### Work required
Begin at the line that contains "locate | one dot per instance of the canyon" and stop after the last line of the items. Write out every line again, requests included, and shift each x and y coordinate in the results by adding -69.

### Rows

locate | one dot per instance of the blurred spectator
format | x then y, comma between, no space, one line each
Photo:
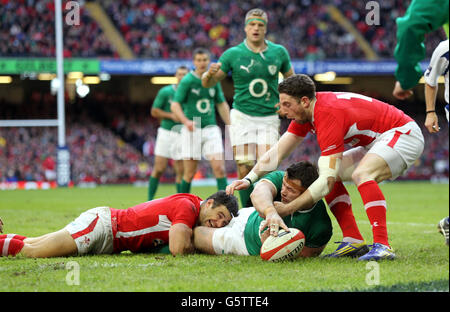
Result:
171,29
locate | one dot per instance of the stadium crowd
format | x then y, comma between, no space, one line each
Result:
107,149
304,27
27,28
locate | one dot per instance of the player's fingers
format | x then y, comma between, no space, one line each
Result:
274,227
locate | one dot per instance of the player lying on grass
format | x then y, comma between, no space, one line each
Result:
105,230
242,236
385,141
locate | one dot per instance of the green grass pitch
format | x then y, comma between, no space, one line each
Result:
413,212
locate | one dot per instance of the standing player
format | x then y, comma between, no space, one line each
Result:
421,17
385,141
255,65
438,66
168,139
141,228
195,107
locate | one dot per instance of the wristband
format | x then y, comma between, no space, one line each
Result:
251,177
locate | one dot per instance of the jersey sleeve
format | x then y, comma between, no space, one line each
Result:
275,178
160,99
300,130
182,91
219,96
225,60
286,64
321,230
184,212
438,64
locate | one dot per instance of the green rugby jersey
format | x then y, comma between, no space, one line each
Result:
255,76
162,101
198,101
314,223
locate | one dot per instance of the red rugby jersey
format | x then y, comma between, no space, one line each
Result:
141,227
348,118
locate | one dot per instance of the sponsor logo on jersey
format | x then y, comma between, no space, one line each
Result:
272,69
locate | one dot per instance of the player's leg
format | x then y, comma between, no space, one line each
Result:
190,168
212,150
55,244
159,167
340,205
245,157
179,170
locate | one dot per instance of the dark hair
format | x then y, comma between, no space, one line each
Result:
183,67
229,201
304,171
200,51
298,86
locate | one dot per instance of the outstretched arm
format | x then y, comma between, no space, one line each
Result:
262,199
180,241
268,162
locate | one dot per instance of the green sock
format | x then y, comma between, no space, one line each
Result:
244,195
185,187
221,183
152,187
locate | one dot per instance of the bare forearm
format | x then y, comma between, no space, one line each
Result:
430,97
160,114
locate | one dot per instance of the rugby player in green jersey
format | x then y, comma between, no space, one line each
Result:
195,106
242,236
168,139
255,65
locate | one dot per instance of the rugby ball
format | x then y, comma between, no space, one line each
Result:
285,246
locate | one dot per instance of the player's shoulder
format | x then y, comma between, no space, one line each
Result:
273,45
237,49
442,49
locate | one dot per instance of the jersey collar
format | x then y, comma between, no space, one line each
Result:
267,46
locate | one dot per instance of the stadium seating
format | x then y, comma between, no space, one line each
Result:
304,27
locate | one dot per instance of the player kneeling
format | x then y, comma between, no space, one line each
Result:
243,235
141,228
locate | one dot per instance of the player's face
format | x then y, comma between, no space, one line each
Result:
292,108
180,74
255,30
201,62
291,189
216,217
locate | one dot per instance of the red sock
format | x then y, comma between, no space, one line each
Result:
341,206
375,205
15,236
10,247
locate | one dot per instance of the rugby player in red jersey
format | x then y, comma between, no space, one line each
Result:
105,230
385,143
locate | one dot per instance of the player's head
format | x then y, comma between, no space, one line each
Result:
218,209
297,179
201,59
181,72
255,25
297,94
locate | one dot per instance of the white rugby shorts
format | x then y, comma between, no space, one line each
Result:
168,144
230,239
201,142
92,231
399,147
246,129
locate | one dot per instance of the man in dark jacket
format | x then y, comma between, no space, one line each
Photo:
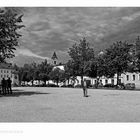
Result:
9,86
3,83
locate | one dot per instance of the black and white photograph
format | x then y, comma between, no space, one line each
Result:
70,64
69,69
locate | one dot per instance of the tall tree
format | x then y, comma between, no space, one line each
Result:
9,36
45,68
117,59
81,57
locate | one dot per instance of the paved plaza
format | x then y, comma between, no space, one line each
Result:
42,104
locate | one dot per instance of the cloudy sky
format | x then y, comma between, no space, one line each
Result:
56,29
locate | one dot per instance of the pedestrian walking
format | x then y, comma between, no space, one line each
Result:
3,83
9,86
85,88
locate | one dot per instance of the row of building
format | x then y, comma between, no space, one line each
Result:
124,78
7,70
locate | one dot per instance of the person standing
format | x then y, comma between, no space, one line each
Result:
9,86
85,88
3,83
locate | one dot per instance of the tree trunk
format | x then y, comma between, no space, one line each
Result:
82,81
117,78
32,82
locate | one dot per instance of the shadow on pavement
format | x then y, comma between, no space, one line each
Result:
17,93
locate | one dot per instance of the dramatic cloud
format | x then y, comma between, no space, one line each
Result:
56,29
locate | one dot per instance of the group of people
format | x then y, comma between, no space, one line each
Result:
6,86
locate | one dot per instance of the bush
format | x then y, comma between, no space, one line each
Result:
51,85
130,86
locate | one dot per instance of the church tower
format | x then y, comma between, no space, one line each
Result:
54,59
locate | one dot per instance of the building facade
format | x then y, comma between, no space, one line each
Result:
7,71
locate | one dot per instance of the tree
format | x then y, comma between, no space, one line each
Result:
9,36
57,75
44,71
81,57
117,59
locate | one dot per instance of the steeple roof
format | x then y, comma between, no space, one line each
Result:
54,56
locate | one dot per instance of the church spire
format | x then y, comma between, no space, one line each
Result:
54,56
54,59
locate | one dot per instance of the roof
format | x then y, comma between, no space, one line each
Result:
6,66
54,56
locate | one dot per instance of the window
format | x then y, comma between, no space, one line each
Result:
95,81
133,77
54,62
127,77
112,81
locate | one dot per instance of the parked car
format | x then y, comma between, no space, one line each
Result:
130,86
51,85
109,85
78,86
120,86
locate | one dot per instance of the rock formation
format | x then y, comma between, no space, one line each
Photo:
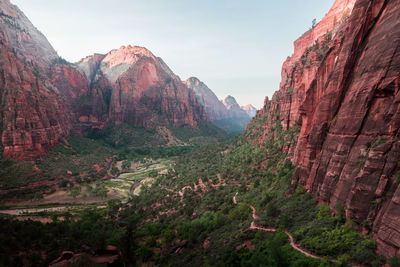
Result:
214,108
43,97
142,90
341,87
33,114
229,116
250,110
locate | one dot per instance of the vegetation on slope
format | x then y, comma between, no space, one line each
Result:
189,216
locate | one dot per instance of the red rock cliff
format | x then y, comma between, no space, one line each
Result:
139,89
343,92
32,112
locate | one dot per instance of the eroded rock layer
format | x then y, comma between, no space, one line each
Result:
341,86
33,115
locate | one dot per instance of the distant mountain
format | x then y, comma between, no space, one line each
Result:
225,114
139,89
43,97
250,109
214,108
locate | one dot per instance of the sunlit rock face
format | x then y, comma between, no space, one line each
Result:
139,89
250,110
214,108
343,92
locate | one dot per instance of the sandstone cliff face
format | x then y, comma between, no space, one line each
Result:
343,92
43,97
233,108
214,108
250,110
131,85
32,112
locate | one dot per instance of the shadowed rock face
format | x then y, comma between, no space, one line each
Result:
214,108
135,87
234,108
250,110
229,117
344,95
33,115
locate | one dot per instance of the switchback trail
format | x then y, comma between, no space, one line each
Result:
254,226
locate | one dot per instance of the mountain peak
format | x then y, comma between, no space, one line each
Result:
193,81
230,101
250,110
20,33
127,55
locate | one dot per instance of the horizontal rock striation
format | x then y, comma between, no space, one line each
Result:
341,87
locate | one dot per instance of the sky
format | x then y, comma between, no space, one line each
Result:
236,47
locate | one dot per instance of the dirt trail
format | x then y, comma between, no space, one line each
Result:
234,198
254,226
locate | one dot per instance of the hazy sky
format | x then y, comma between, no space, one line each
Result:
236,47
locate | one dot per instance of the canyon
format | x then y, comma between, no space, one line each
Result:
339,94
227,114
341,88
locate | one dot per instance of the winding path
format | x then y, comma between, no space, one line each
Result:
254,226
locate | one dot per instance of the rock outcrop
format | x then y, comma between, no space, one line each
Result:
250,110
341,87
43,97
131,85
214,108
229,116
33,114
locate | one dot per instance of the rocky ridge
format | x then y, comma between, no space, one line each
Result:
250,109
33,115
226,114
340,87
43,97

### The output
locate | one dot per instance of the canyon
format | x then y, comma between, no space, one line each
Result:
270,25
158,45
272,19
locate | one dot per instance of the winding path
format | x then y, comma between, no space, one line each
Result:
185,157
locate | one dot per instance of the rock outcrop
format | x then y, comma between, no space, one line each
Result:
181,41
272,18
-26,28
62,16
145,39
160,47
-36,45
locate | one dot per instance of the rocky ridge
format | x then y, comma between, no space, one line each
Result:
181,40
-36,46
157,45
271,18
-26,28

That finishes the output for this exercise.